TASK PROMPT
Scan the lines below for the string "follow". Reply with how many match, and no other words.

+--

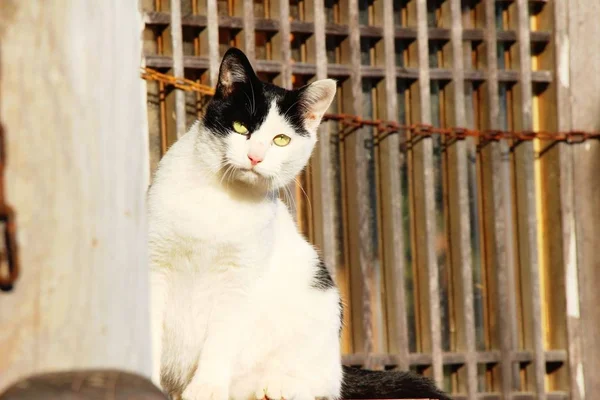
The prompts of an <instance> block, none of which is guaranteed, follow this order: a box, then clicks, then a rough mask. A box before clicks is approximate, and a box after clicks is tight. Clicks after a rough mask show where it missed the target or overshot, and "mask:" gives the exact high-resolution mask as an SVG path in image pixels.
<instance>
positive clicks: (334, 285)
mask: <svg viewBox="0 0 600 400" xmlns="http://www.w3.org/2000/svg"><path fill="white" fill-rule="evenodd" d="M311 286H312V287H313V288H315V289H320V290H327V289H331V288H333V287H335V283H334V282H333V278H331V274H330V273H329V270H328V269H327V266H326V265H325V263H324V262H323V261H322V260H319V263H318V264H317V271H316V273H315V276H313V281H312V284H311Z"/></svg>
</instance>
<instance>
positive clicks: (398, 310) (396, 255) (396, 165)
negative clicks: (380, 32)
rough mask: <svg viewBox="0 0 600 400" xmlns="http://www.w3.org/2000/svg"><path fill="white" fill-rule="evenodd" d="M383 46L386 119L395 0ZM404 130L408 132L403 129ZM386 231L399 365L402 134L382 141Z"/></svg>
mask: <svg viewBox="0 0 600 400" xmlns="http://www.w3.org/2000/svg"><path fill="white" fill-rule="evenodd" d="M383 41H384V43H383V48H384V53H385V94H386V110H385V113H386V119H387V120H389V121H397V120H398V104H397V102H398V101H397V96H398V95H397V87H396V86H397V85H396V60H395V49H394V47H395V46H394V44H395V43H394V42H395V36H394V3H393V0H383ZM403 134H404V133H403ZM379 146H380V150H379V151H380V157H381V181H382V183H383V184H382V185H381V192H380V195H381V197H382V199H381V203H382V211H381V212H382V217H381V221H382V231H383V259H384V263H385V265H384V271H385V286H386V290H385V292H386V297H387V299H386V300H387V308H388V321H387V325H388V332H389V338H388V341H389V351H390V352H394V353H395V354H397V355H398V368H400V369H402V370H407V369H408V367H409V360H408V353H409V343H408V329H407V317H406V290H405V286H404V273H405V272H404V271H405V268H406V265H405V262H404V246H405V241H404V234H403V230H402V225H403V224H402V195H403V193H402V187H401V177H400V170H401V165H400V161H401V154H400V137H399V134H394V135H390V136H387V137H386V138H385V139H384V140H383V141H382V142H381V143H380V145H379Z"/></svg>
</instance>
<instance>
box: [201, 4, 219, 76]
mask: <svg viewBox="0 0 600 400" xmlns="http://www.w3.org/2000/svg"><path fill="white" fill-rule="evenodd" d="M200 1H206V20H207V22H208V24H207V25H208V59H209V69H208V76H209V80H210V85H211V86H213V87H214V86H216V85H217V79H219V65H220V61H221V60H220V57H219V16H218V8H217V0H200Z"/></svg>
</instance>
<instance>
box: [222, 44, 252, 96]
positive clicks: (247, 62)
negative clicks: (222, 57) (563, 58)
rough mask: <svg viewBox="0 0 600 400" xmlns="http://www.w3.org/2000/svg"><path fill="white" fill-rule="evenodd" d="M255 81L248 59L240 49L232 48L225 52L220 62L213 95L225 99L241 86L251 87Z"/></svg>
mask: <svg viewBox="0 0 600 400" xmlns="http://www.w3.org/2000/svg"><path fill="white" fill-rule="evenodd" d="M256 79H257V78H256V74H255V72H254V69H253V68H252V65H251V64H250V61H248V57H246V55H245V54H244V53H243V52H242V51H241V50H240V49H237V48H235V47H232V48H230V49H229V50H227V52H226V53H225V55H224V56H223V61H221V67H220V68H219V81H218V83H217V87H216V89H215V95H217V96H221V97H227V96H229V95H230V94H232V93H233V92H234V91H235V90H236V89H237V88H239V87H240V86H241V85H247V84H249V85H252V84H253V83H254V80H256Z"/></svg>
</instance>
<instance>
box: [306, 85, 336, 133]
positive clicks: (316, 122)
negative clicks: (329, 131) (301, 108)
mask: <svg viewBox="0 0 600 400" xmlns="http://www.w3.org/2000/svg"><path fill="white" fill-rule="evenodd" d="M336 89H337V83H336V81H334V80H333V79H321V80H318V81H315V82H313V83H311V84H310V85H308V86H306V87H305V88H304V90H303V92H302V98H303V99H302V100H303V106H304V107H303V108H304V112H305V114H304V125H305V127H306V129H307V130H308V131H310V132H316V131H317V128H318V127H319V124H320V123H321V119H322V118H323V114H325V112H326V111H327V109H328V108H329V106H330V105H331V102H332V101H333V98H334V97H335V93H336Z"/></svg>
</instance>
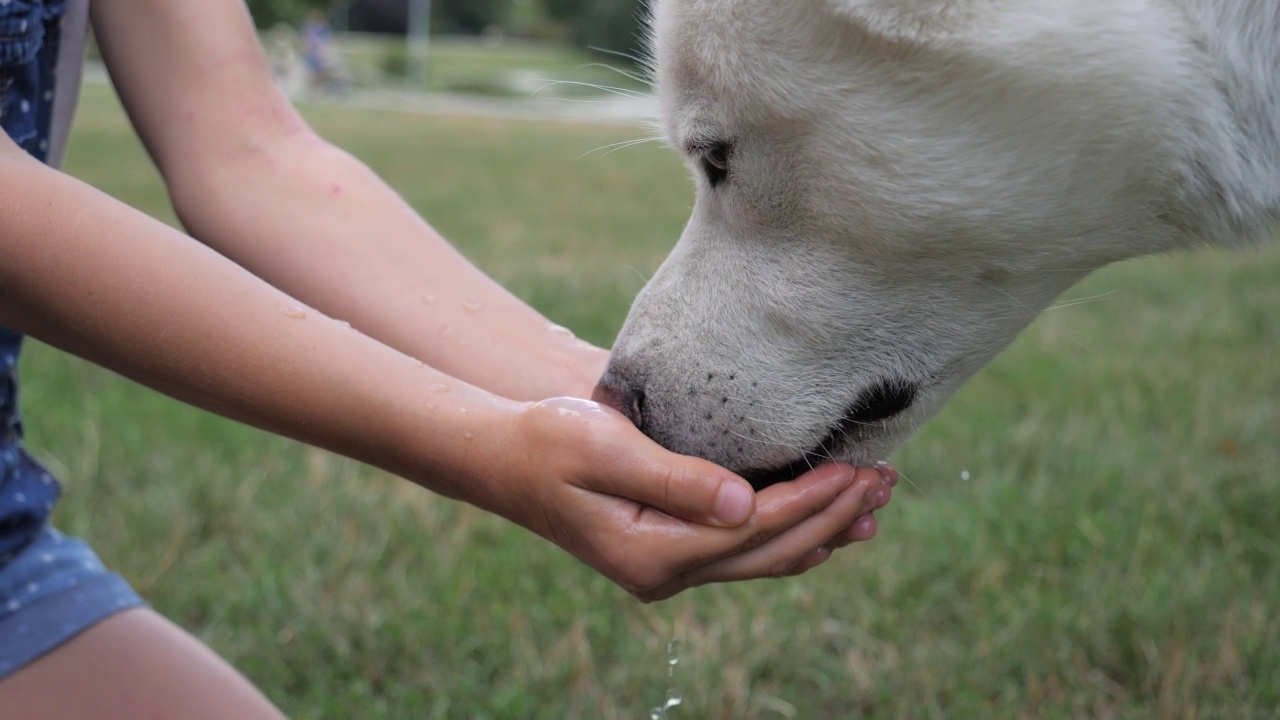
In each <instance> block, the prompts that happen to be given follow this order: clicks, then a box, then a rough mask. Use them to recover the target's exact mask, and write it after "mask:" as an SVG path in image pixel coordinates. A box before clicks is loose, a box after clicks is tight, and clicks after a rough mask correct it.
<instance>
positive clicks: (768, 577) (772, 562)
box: [765, 560, 799, 578]
mask: <svg viewBox="0 0 1280 720" xmlns="http://www.w3.org/2000/svg"><path fill="white" fill-rule="evenodd" d="M796 565H799V564H797V562H796V561H795V560H778V561H776V562H771V564H769V565H768V566H767V568H765V577H768V578H786V577H787V575H790V574H791V571H792V570H794V569H795V568H796Z"/></svg>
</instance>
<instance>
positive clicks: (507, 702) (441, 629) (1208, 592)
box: [23, 87, 1280, 720]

+--

ANSWER FOR THE TASK
2